What you are asked to do » Could you transcribe the material below exactly, without leaving out a single line?

###

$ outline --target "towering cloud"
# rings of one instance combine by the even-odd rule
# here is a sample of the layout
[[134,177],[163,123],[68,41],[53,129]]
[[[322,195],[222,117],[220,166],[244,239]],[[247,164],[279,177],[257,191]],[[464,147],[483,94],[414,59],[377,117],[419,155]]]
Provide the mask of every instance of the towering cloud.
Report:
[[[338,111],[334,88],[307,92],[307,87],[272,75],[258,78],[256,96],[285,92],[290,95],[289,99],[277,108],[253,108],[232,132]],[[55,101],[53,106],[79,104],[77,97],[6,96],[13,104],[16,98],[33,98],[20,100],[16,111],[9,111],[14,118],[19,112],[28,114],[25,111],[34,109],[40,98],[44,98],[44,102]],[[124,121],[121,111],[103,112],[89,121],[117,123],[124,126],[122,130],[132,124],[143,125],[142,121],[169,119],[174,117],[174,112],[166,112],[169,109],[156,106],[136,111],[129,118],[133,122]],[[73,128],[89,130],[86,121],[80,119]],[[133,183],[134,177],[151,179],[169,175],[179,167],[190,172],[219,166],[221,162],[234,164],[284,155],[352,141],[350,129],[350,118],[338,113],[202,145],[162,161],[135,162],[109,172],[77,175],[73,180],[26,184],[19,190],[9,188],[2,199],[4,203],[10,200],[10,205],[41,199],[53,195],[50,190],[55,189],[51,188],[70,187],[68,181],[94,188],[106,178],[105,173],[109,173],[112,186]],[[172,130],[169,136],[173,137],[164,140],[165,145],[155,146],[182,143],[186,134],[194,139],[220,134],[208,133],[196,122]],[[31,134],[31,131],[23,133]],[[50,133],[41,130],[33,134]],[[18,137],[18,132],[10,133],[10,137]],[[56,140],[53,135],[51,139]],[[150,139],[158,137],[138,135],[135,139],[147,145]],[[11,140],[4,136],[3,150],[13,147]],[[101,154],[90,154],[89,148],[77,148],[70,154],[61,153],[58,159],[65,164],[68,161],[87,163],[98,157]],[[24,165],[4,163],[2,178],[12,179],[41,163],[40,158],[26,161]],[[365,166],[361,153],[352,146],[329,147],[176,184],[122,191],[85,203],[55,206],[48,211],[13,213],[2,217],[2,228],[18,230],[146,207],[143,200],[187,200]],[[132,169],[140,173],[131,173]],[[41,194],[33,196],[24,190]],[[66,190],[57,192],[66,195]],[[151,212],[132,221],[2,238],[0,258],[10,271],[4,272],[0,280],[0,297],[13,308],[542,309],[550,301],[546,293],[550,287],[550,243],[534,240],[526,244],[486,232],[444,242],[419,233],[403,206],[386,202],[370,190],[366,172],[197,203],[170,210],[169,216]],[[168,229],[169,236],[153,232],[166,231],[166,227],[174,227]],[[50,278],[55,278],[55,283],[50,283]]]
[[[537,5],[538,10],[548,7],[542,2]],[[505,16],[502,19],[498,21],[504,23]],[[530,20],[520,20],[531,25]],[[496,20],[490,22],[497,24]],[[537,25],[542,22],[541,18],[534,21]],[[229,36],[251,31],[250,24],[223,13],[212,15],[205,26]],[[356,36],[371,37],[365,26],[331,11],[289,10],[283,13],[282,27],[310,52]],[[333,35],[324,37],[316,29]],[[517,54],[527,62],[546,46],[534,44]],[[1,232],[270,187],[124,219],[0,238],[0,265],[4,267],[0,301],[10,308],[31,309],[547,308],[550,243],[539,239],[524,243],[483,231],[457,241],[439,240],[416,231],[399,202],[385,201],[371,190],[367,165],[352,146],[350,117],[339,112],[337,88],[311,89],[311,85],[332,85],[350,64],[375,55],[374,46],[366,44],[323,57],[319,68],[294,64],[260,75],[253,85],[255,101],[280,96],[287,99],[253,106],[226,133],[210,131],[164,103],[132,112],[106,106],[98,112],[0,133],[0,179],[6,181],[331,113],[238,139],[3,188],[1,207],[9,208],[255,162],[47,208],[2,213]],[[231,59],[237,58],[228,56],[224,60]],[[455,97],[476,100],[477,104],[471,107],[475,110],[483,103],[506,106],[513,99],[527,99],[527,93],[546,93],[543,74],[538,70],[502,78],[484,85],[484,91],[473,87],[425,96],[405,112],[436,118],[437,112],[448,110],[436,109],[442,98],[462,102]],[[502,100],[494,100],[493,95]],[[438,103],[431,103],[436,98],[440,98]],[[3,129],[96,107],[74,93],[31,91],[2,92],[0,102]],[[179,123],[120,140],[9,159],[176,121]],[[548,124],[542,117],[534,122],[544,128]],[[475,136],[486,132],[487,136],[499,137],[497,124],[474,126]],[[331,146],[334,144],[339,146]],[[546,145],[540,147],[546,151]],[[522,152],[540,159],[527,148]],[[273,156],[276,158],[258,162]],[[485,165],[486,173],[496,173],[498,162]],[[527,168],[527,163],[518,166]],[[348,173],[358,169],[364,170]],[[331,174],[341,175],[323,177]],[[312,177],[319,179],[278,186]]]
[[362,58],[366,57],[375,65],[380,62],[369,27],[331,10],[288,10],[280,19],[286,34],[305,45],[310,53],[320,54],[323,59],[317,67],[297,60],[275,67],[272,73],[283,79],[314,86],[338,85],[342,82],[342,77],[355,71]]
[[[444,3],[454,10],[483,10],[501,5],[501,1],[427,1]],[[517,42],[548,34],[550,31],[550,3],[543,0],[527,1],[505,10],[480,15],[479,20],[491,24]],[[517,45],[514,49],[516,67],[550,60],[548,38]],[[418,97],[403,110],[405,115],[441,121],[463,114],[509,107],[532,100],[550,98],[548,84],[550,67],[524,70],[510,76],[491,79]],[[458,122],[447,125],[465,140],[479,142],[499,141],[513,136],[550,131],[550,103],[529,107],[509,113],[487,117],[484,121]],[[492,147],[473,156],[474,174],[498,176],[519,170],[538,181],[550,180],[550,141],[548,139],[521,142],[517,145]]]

###

Solution for this task »
$ outline --target "towering cloud"
# rings of one instance combine by the even-odd rule
# here is a sample of the layout
[[134,177],[163,123],[68,41],[53,129]]
[[[322,195],[222,117],[220,166],[244,239]],[[247,164],[279,177],[257,191]],[[464,147],[483,94],[414,59],[377,117],[419,155]]]
Provide the mask of every instance of the towering cloud.
Report:
[[[338,111],[334,88],[307,92],[307,87],[272,75],[258,78],[256,96],[285,92],[290,95],[289,99],[277,108],[253,108],[232,132]],[[55,101],[53,106],[79,104],[77,97],[6,96],[13,104],[16,98],[33,98],[20,100],[16,111],[9,111],[14,118],[19,112],[28,114],[25,111],[34,109],[40,98],[44,98],[44,102]],[[124,121],[121,111],[103,112],[89,121],[117,123],[124,126],[122,130],[132,124],[143,125],[142,121],[169,119],[174,117],[174,112],[166,112],[169,109],[156,106],[136,111],[129,118],[133,122]],[[73,128],[89,130],[86,121],[80,119]],[[133,183],[134,177],[151,179],[169,175],[179,167],[190,172],[219,166],[221,162],[234,164],[284,155],[352,141],[350,129],[350,118],[338,113],[202,145],[162,161],[135,162],[109,172],[77,175],[73,180],[26,184],[19,190],[9,188],[2,199],[4,203],[10,200],[10,205],[41,199],[53,195],[50,190],[55,189],[51,188],[70,187],[68,181],[94,188],[106,178],[105,173],[109,173],[112,186]],[[172,130],[169,136],[173,137],[164,140],[165,145],[155,146],[182,143],[186,134],[194,139],[220,134],[208,133],[196,122]],[[31,134],[31,131],[23,133]],[[50,133],[41,130],[33,134]],[[18,137],[18,132],[10,133],[10,137]],[[56,140],[53,135],[51,139]],[[150,139],[158,137],[138,135],[135,139],[147,145]],[[11,140],[4,136],[3,150],[13,147]],[[101,154],[90,154],[89,148],[77,148],[70,154],[61,153],[58,159],[65,164],[68,161],[87,163],[98,157]],[[24,165],[4,163],[2,178],[12,179],[41,163],[40,158],[26,161]],[[365,166],[361,153],[352,146],[329,147],[176,184],[122,191],[85,203],[55,206],[48,211],[13,213],[2,217],[2,228],[18,230],[146,207],[143,200],[187,200]],[[132,169],[140,173],[131,173]],[[41,194],[33,196],[24,190]],[[66,190],[57,192],[66,195]],[[151,212],[132,221],[2,238],[0,258],[10,271],[4,272],[0,280],[0,297],[13,308],[542,309],[550,301],[546,293],[550,287],[550,243],[534,240],[526,244],[486,232],[444,242],[419,233],[403,206],[386,202],[370,190],[366,172],[197,203],[170,210],[169,216]],[[168,229],[169,236],[153,232],[166,231],[166,227],[174,227]],[[50,278],[55,278],[55,283],[50,283]]]
[[[537,5],[538,10],[548,7],[542,2]],[[505,16],[502,19],[498,21],[504,23]],[[530,20],[520,20],[531,25]],[[496,20],[490,22],[497,24]],[[537,25],[542,22],[541,18],[534,21]],[[229,36],[251,31],[250,24],[223,13],[212,15],[205,26]],[[356,36],[371,37],[365,26],[331,11],[289,10],[283,13],[282,27],[310,52]],[[333,35],[324,37],[316,29]],[[517,54],[527,62],[546,46],[534,44]],[[1,232],[270,187],[124,219],[0,238],[0,265],[4,267],[0,301],[10,308],[31,309],[547,308],[550,243],[539,239],[524,243],[483,231],[457,241],[439,240],[416,231],[399,202],[385,201],[371,190],[367,165],[352,146],[350,117],[339,112],[337,88],[311,89],[311,85],[332,85],[350,64],[375,55],[374,46],[366,44],[323,57],[319,68],[294,64],[260,75],[253,85],[255,101],[280,96],[287,99],[253,106],[226,133],[210,131],[164,103],[132,112],[106,106],[98,112],[0,133],[0,179],[6,181],[331,113],[238,139],[3,188],[1,207],[9,208],[255,162],[47,208],[2,213]],[[231,59],[237,58],[228,56],[224,60]],[[455,97],[476,100],[477,104],[471,107],[475,110],[483,103],[506,106],[513,99],[527,99],[527,93],[546,93],[543,74],[538,70],[502,78],[484,85],[484,91],[473,87],[425,96],[405,112],[436,118],[437,112],[448,110],[436,109],[442,98],[462,102]],[[502,100],[494,100],[493,95]],[[438,103],[431,103],[436,98],[440,98]],[[3,129],[96,107],[74,93],[31,91],[2,92],[0,102]],[[179,123],[120,140],[9,159],[176,121]],[[548,124],[542,117],[534,122],[544,128]],[[475,136],[486,132],[487,136],[499,137],[497,124],[474,126]],[[331,146],[334,144],[339,146]],[[546,145],[540,147],[546,151]],[[522,152],[540,159],[527,148]],[[273,156],[276,158],[258,162]],[[485,165],[486,173],[496,173],[498,162]],[[527,168],[527,163],[518,166]],[[348,173],[358,169],[364,170]],[[331,174],[341,175],[323,177]],[[312,177],[319,179],[278,186]]]
[[362,58],[366,57],[375,65],[380,62],[369,27],[331,10],[288,10],[280,19],[286,34],[305,45],[310,53],[320,54],[323,59],[317,67],[297,60],[275,67],[272,73],[283,79],[314,86],[338,85],[342,82],[342,77],[355,71]]
[[[444,3],[454,10],[483,10],[501,5],[501,1],[427,1]],[[517,42],[548,34],[550,31],[550,3],[543,0],[527,1],[505,10],[480,15],[479,20],[491,24]],[[517,45],[514,49],[516,67],[550,60],[548,38]],[[418,97],[403,110],[405,115],[441,121],[463,114],[509,107],[532,100],[550,98],[548,84],[550,67],[524,70],[510,76],[491,79]],[[458,122],[447,125],[465,140],[479,142],[499,141],[513,136],[550,131],[550,103],[529,107],[509,113],[487,117],[484,121]],[[492,147],[473,156],[474,174],[498,176],[519,170],[538,181],[550,180],[550,141],[548,139],[521,142],[517,145]]]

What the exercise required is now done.